» Directive
Pick out each line of the items below that contains the string "tree", treating uppercase and lowercase as different.

((

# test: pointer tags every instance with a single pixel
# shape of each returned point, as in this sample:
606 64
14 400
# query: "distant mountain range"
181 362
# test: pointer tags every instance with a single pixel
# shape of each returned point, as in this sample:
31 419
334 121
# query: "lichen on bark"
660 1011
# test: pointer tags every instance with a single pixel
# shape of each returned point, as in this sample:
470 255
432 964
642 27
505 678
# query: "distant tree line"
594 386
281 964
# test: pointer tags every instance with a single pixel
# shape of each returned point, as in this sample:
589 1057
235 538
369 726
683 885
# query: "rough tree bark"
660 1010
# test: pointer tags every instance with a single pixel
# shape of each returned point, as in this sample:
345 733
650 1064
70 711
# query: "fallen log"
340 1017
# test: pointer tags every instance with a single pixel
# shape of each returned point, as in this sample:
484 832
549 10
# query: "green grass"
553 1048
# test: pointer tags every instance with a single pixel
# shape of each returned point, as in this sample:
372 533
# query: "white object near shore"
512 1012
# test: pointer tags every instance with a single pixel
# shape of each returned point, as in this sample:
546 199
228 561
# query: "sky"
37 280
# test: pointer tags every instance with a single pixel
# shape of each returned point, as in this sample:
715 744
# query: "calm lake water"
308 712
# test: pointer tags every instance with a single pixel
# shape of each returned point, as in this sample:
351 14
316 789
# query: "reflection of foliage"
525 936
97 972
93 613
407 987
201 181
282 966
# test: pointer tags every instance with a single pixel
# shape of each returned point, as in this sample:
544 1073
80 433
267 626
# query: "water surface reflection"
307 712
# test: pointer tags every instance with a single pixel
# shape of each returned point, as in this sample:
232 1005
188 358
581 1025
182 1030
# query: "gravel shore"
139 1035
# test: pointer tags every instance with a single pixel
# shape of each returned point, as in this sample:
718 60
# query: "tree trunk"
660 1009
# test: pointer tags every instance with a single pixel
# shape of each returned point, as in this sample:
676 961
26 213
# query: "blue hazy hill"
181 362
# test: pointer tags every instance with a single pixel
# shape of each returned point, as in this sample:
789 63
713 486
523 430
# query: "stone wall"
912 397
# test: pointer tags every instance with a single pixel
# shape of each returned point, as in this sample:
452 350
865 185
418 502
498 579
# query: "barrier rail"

))

» Answer to the problem
# query: "distant tree line"
# query: "rough tree bark"
# query: "tree trunk"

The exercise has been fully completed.